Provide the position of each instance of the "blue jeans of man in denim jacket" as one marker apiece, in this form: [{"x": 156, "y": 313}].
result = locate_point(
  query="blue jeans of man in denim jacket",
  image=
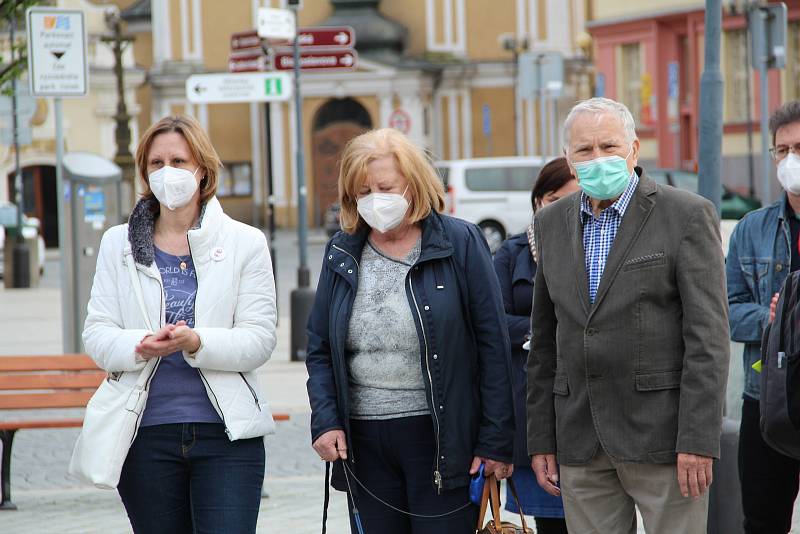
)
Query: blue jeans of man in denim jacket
[{"x": 758, "y": 262}]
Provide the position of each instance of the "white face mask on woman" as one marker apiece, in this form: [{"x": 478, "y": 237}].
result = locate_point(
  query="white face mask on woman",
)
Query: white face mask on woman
[
  {"x": 173, "y": 187},
  {"x": 789, "y": 173},
  {"x": 383, "y": 211}
]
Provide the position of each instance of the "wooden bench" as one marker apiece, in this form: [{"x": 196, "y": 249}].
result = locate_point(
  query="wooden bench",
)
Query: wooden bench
[{"x": 45, "y": 382}]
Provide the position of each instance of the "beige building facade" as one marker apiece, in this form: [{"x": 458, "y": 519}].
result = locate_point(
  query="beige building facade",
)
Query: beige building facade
[
  {"x": 435, "y": 68},
  {"x": 88, "y": 121}
]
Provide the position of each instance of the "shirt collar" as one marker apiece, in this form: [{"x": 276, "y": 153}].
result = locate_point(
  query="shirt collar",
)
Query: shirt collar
[{"x": 620, "y": 205}]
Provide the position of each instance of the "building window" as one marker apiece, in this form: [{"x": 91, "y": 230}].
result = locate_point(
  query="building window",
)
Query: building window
[
  {"x": 735, "y": 75},
  {"x": 792, "y": 74},
  {"x": 629, "y": 86},
  {"x": 235, "y": 180},
  {"x": 445, "y": 26}
]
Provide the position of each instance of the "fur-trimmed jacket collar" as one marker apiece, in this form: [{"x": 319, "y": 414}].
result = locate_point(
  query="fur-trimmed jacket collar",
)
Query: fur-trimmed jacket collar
[{"x": 141, "y": 225}]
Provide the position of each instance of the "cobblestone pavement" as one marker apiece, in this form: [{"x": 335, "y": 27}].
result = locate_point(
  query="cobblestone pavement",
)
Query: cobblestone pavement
[{"x": 50, "y": 501}]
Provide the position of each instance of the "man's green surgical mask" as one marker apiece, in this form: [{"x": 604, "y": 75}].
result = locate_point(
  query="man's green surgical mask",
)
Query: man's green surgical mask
[{"x": 604, "y": 178}]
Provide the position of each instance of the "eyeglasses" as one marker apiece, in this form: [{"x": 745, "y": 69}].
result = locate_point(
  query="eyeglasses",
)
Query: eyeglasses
[{"x": 781, "y": 151}]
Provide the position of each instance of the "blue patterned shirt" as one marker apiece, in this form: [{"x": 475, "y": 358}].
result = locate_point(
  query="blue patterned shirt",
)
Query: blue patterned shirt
[{"x": 599, "y": 233}]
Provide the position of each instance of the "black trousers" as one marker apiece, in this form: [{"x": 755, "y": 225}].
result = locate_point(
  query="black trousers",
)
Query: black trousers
[
  {"x": 395, "y": 460},
  {"x": 769, "y": 479}
]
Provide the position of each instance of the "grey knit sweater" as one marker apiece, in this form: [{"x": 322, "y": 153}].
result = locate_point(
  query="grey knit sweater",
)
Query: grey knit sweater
[{"x": 382, "y": 343}]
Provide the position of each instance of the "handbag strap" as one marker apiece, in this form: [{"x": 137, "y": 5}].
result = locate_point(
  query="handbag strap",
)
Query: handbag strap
[
  {"x": 513, "y": 488},
  {"x": 490, "y": 495},
  {"x": 148, "y": 369}
]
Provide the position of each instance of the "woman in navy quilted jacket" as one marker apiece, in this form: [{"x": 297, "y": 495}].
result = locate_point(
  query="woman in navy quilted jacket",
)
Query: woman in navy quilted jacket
[
  {"x": 515, "y": 263},
  {"x": 408, "y": 357}
]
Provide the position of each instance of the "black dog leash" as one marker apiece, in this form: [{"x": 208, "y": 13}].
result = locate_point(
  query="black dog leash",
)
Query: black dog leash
[{"x": 356, "y": 515}]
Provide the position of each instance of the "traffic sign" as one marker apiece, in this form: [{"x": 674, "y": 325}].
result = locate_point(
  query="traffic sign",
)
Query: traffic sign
[
  {"x": 243, "y": 87},
  {"x": 250, "y": 60},
  {"x": 274, "y": 23},
  {"x": 57, "y": 63},
  {"x": 245, "y": 40},
  {"x": 345, "y": 59},
  {"x": 326, "y": 36}
]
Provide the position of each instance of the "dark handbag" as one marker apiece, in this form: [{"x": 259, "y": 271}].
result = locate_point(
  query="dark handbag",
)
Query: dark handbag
[{"x": 491, "y": 494}]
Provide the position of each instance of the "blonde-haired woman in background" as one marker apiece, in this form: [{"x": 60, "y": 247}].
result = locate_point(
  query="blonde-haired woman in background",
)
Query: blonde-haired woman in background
[
  {"x": 197, "y": 462},
  {"x": 408, "y": 356}
]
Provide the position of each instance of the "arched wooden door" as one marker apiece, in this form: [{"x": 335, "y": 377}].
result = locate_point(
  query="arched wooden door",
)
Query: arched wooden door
[{"x": 336, "y": 123}]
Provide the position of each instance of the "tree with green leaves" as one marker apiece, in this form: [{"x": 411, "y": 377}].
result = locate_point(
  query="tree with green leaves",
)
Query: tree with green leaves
[{"x": 14, "y": 11}]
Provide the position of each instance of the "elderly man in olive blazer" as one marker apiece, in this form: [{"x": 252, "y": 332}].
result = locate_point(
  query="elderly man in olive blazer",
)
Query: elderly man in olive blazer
[{"x": 629, "y": 354}]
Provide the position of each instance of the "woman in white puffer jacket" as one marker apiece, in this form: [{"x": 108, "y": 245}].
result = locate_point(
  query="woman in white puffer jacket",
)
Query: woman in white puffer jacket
[{"x": 197, "y": 462}]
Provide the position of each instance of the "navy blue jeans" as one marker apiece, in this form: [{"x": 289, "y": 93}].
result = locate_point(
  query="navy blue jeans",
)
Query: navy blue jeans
[
  {"x": 190, "y": 478},
  {"x": 395, "y": 460}
]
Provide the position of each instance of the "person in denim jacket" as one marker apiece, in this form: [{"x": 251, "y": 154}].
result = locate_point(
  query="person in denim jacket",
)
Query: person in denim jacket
[{"x": 764, "y": 249}]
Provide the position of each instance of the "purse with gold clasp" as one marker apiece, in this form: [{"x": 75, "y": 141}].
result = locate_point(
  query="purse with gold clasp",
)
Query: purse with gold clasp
[{"x": 491, "y": 494}]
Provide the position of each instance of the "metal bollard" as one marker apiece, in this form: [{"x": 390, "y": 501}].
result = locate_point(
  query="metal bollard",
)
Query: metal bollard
[
  {"x": 301, "y": 302},
  {"x": 725, "y": 514},
  {"x": 22, "y": 265}
]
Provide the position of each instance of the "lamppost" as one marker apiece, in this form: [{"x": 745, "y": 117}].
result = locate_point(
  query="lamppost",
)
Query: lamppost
[
  {"x": 516, "y": 44},
  {"x": 122, "y": 132}
]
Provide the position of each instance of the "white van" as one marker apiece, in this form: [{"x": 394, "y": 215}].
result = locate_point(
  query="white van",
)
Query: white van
[{"x": 494, "y": 193}]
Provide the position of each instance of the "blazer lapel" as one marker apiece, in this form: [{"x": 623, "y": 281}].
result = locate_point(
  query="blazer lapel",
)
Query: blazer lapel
[
  {"x": 632, "y": 223},
  {"x": 573, "y": 222}
]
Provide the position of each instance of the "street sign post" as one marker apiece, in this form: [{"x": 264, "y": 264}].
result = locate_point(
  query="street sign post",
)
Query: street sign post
[
  {"x": 276, "y": 24},
  {"x": 768, "y": 28},
  {"x": 233, "y": 88},
  {"x": 253, "y": 60},
  {"x": 247, "y": 54},
  {"x": 326, "y": 36},
  {"x": 245, "y": 40},
  {"x": 57, "y": 53},
  {"x": 58, "y": 67},
  {"x": 344, "y": 59}
]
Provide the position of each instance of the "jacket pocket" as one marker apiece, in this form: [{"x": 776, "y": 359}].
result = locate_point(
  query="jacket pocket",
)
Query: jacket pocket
[
  {"x": 648, "y": 260},
  {"x": 754, "y": 272},
  {"x": 561, "y": 385},
  {"x": 658, "y": 380}
]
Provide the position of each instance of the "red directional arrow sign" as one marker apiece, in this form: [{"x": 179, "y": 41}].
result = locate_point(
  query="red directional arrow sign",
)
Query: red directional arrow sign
[
  {"x": 326, "y": 36},
  {"x": 283, "y": 59}
]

========================================================================

ASSIGNMENT ->
Set down exactly, and only, the lines from the one containing "Query: jacket pocket" through the final line of the entries above.

ANSWER TO THIS EXERCISE ->
Query: jacket pocket
[
  {"x": 648, "y": 260},
  {"x": 754, "y": 272},
  {"x": 561, "y": 385},
  {"x": 658, "y": 380}
]
Provide the position of each instance of the "red directional arrow sign" as one marker apiece, in this form: [{"x": 179, "y": 41}].
result = locate_point(
  query="red directional arrow sign",
)
Query: red directional arrow sign
[
  {"x": 326, "y": 36},
  {"x": 283, "y": 59}
]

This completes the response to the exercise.